# Photo Tourney- Wilderness



## vroom_skies (Apr 6, 2009)

I'm throwing this up for Ben to take a load off his shoulders 
Thanks to TFT for the topic.


Rules:
Playing this tournament is simple:

A tournament involves 11 different members max.
The winner of the last tournament will give a theme, and those who want to participate will post their pictures (Only one per person). Please, No more than eleven participants total.

When all participants have entered their picture in the tournament (please submit a link along with your picture), I will then create another thread to vote on the pictures via a poll. Located in the Off Topic sub forum.

New Rules:
- No spot saving; you will only be counted if you have a picture submitted.
- Only one picture may be posted at a time, if you decide to change it, please edit the original post.
- No posting an image that has previously won a competition.

So in brief:
- Users who wish to participate please post your image within this thread followed by a link to the image source.
- After eleven participants have entered the tournament, a second thread will be made with a poll to vote on the pictures.
- If entering a slightly computer manipulated photo, please post the original along with it so users who are voting can see the difference.

Winners will simply be the one who gets the most votes. He/she will then create another thread in which they propose a different theme for the next tournament.

Please resize your pictures to no larger than 1280 x 1024.
This tournament will have 4 days of voting.

You are permitted to change your image but if you could just change the URL in your original post and leave an edited comment with it.

*There will be a mandatory spot saved for Ben's shot, if he wishes to enter*

Enjoy

For the time being:


----------



## MBGraphics (Apr 6, 2009)

mine for now
http://m-b-photography.smugmug.com/photos/435531631_D7vcT-L.jpg


----------



## DirtyD86 (Apr 6, 2009)

i'm too proud of this one to let it die just yet


----------



## Hyper_Kagome (Apr 6, 2009)

http://img.photobucket.com/albums/v260/KagoSanosuki/BC and Calgary/DSC_0290.jpg

K, I'll just use this one.


----------



## Punk (Apr 6, 2009)

http://i134.photobucket.com/albums/q120/webbenji/AutumnInTheVercors-3.jpg


----------



## Punk (Apr 6, 2009)

DirtyD86 said:


> i'm too proud of this one to let it die just yet



You're getting my vote for sure


----------



## bass76 (Apr 6, 2009)

http://i171.photobucket.com/albums/u307/bass76/P1010010.jpg


----------



## alexyu (Apr 6, 2009)

I doubt Ben will agree with this. However,:

http://img13.imageshack.us/img13/1079/67622500.jpg


----------



## Calibretto (Apr 6, 2009)

What is asked: Could you carry the forum thread above about the wilderness photo tournament forward from its last line?

Dataset content:
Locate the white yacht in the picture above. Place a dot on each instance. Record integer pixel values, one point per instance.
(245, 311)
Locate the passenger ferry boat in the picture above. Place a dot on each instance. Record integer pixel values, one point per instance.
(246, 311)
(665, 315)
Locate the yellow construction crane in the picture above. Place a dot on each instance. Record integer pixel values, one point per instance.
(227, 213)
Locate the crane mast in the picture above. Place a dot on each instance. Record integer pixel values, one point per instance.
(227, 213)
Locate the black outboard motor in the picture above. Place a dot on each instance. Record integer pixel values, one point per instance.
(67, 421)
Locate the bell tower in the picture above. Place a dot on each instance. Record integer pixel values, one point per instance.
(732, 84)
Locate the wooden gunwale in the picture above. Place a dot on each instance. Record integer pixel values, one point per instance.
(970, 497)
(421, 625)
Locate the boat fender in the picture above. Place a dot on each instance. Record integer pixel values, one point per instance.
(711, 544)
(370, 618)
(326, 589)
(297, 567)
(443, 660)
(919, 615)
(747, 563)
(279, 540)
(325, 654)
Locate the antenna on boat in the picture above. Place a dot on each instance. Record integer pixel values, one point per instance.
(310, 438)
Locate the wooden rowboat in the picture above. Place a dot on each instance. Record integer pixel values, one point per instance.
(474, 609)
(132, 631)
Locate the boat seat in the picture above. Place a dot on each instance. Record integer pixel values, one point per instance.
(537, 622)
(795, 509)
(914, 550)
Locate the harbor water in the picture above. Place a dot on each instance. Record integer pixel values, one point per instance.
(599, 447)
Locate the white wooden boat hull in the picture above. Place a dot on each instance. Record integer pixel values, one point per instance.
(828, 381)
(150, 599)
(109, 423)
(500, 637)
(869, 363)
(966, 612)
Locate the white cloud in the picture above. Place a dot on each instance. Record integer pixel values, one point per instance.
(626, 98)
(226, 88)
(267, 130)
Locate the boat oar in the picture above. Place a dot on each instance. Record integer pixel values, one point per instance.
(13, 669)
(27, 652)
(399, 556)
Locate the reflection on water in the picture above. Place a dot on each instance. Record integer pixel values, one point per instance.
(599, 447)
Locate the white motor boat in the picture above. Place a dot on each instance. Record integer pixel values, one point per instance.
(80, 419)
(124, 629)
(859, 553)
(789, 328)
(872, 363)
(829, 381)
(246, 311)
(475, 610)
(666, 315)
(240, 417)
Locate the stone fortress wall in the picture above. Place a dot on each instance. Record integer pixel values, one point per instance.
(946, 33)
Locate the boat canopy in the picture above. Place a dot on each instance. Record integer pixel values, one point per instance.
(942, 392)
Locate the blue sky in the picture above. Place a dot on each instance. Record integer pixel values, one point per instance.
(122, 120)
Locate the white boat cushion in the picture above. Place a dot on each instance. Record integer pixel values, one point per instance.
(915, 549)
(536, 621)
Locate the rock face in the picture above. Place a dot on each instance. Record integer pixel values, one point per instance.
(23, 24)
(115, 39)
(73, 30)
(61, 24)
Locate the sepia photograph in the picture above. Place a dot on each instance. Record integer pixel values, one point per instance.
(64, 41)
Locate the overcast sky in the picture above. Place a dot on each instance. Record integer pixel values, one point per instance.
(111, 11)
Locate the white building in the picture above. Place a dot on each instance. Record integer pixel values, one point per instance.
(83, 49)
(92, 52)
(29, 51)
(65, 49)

Output below:
damn I don't have anything for this. Good luck everybody


----------



## Jet (Apr 6, 2009)

http://i28.photobucket.com/albums/c231/userjet2005/IMG_9161.jpg


----------



## TFT (Apr 6, 2009)

http://i441.photobucket.com/albums/qq139/shebosc/Lakes20034.jpg


----------



## Geoff (Apr 6, 2009)

http://i19.photobucket.com/albums/b...rum Stuff/Photo Tourny/446442048_LMHe7-XL.jpg


----------



## sun_kissed_0 (Apr 6, 2009)

alexyu said:


> http://img6.imageshack.us/img6/5922/poza004.jpg



This picture will get my vote...but I wish it didn't have the guys at the bottom. I think those are men...lol
Maybe if you just cropped out the bottom? I donno thats just what I think.


----------



## ScOuT (Apr 6, 2009)

Going for a morning walk in the Hindu Kush Mountains east central Afghanistan. That picture is just getting started on the walk


----------



## Respital (Apr 6, 2009)

If there's room;


----------



## sun_kissed_0 (Apr 7, 2009)

^^whoaaah. That's neat. Very different and genuinely beautiful.


----------



## alexyu (Apr 7, 2009)

sun_kissed_0 said:


> This picture will get my vote...but I wish it didn't have the guys at the bottom. I think those are men...lol
> Maybe if you just cropped out the bottom? I donno thats just what I think.


 Thanks for the idea


----------



## Jet (Apr 7, 2009)

we're up to 12, so the tourney can go up!


----------



## Kesava (Apr 8, 2009)

Unfortunately I don't have any wilderness around to take pictures of


----------



## Geoff (Apr 8, 2009)

Were already past the 11 entries anyways


----------



## Ben (Apr 8, 2009)

forgot to add mine...lol


----------



## DirtyD86 (Apr 8, 2009)

Ben said:


> forgot to add mine...lol



we are past the limit already. it's a shame because that picture is amazing.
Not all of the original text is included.